__SELECTED EXTRACT__.
┏━━
2004-03-27 Thread James Ellis
Hi Susan

There's been a lot of talk here about skip links, recently I tried to 
use some of the information in a live beta of the new Sydney PHP Group 
site (http://sydney.ug.php.net).
Basically I went for skip links that would be useful to all visitors

I have tho' been looking at aural stylesheets...
http://www.w3.org/TR/CSS2/aural.html#speaking-props
...and am wondering whether this could be incorporated with the general 
idea of hiding skip links for visual users but making them readable to 
non-visual users:
(e.g using visibility : hidden, as display  :none causes the box to not 
be generated.) According to the above link, speak defaults to normal.

The other idea I had was to set the #skip to display : none in screen 
stylesheets and then set it to be rendered in an aural stylesheet. I'm 
not sure if this will work, straight off the top of my head. How well 
supported are aural stylesheets?

There are some things that might occur with search engine listings:
http://www.google.com/search?sourceid=mozclientie=utf-8oe=utf-8q=skip+to+content
(altho who is going to search for skip to content?)
Cheers
James
Susan R. Grossman wrote:

I tend to use top navigation with 2 or 3 column content (and the left
content div usually containing specifc info with further links)  for
most of the layouts of my pages, since this is what so many clients
want.
┗━━
[Coordinate annotation records]
┏━━
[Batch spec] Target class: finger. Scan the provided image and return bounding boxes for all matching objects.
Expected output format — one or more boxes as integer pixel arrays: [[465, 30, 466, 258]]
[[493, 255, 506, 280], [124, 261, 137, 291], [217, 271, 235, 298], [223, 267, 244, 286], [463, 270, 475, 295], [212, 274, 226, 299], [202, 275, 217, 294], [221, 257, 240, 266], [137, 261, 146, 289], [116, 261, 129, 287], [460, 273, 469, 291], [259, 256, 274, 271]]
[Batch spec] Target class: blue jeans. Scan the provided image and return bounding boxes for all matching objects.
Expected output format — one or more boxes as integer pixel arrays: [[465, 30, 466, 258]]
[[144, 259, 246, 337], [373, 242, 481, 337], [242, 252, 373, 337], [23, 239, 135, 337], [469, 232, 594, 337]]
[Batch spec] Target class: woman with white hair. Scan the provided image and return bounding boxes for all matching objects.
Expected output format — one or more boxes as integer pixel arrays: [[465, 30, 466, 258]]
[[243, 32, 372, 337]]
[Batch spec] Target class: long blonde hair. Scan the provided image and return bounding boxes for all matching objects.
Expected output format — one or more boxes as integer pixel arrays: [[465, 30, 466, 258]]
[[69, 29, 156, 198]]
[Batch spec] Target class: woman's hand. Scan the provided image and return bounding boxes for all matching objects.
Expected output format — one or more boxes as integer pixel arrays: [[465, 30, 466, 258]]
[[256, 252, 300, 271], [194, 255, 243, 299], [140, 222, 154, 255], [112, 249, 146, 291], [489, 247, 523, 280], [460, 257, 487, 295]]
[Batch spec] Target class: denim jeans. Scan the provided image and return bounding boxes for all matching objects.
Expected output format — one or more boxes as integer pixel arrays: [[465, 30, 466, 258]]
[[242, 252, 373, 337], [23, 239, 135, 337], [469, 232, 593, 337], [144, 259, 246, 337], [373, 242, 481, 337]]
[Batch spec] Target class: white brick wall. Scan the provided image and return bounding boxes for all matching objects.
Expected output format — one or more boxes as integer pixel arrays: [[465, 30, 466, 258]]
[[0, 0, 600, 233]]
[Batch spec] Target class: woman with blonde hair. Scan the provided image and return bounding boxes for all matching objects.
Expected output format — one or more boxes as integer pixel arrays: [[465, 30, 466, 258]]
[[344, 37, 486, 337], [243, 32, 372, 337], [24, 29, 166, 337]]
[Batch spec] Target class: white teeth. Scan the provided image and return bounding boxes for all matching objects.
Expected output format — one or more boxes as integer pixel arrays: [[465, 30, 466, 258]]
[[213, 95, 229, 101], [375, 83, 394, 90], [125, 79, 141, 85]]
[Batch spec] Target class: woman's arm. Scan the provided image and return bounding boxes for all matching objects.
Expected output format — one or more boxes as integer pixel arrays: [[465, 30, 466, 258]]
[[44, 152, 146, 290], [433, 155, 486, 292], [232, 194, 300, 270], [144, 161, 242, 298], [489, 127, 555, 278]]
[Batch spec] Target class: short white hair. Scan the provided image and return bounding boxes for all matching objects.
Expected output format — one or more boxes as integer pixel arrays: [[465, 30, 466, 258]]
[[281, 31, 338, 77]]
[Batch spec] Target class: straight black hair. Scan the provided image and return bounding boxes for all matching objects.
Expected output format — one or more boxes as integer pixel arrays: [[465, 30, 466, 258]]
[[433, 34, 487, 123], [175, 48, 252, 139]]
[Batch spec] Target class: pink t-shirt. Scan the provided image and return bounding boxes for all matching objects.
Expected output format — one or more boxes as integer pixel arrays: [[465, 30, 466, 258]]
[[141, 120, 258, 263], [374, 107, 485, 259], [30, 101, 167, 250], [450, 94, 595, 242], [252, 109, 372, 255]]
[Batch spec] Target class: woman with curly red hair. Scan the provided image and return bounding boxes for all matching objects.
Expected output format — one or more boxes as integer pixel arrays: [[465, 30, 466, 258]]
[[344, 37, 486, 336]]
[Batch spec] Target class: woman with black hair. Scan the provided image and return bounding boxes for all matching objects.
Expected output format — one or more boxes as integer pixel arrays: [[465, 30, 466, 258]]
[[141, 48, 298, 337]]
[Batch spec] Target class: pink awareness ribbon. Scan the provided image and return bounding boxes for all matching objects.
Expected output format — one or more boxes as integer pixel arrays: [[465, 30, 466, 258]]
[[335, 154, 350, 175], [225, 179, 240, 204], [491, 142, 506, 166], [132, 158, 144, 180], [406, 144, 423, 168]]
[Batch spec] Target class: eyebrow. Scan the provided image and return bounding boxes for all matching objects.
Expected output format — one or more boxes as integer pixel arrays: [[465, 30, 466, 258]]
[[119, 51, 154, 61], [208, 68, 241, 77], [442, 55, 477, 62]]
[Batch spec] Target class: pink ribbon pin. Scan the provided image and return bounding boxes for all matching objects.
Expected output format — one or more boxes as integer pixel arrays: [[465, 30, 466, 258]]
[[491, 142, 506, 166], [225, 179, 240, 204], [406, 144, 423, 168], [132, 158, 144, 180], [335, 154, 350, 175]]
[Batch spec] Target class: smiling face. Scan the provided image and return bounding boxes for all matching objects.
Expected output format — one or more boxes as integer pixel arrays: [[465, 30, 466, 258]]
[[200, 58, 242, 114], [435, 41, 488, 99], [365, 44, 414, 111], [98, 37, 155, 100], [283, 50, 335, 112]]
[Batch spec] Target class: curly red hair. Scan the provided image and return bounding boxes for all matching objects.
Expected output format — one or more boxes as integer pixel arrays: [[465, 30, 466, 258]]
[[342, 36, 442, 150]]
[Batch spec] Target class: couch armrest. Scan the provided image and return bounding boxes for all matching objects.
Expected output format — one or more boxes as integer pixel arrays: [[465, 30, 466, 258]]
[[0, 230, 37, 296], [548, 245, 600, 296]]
┗━━
Pick up the mailing-list thread on skip links and aural stylesheets at the point where its text ends, and keep writing it.

__EXERCISE OUTPUT__.
Generally speaking (with various exceptions and diferences)  reader
display of most of these show:
top div with logo or graphic
horizontal nav div that will show as a vetical list
left column div with additional spotlight info and links (often dups of
info within navs or content but with by-lines
right or center div (depending on 2 or 3 column layout) with page
content
far right div column if 3 column layout
footer div
How does the list feel about putting in generalized (not hidden) skip
links as an initial div before the header of all page except the home
page to allow readers to skip to the content div?  One design issue is
that the header is no longer at 0, which doesn't bother me - but I don't
know how others feel about that either.  Or would it be better to build
the skip link as part of the top/logo div using hidden?
Guess I chould add the caveat that I do a lot of charity (I hate that
word) work for small non-profits often disability related
Also,  either techniqu aside,  are peope also adding in a link to an
accesibility information page?  Are people setting up pages now to
explain what tab indexes have been used throughout the site (consitantly
of course), etc?   I have one set up for the latest donation site, but I
don't know if that's going to far?
One last thing - what is the feeling on adding accesskey info on title
or alt tags?  Or in long description tags for those it works for?
Thanks in advance for any thoughts on these.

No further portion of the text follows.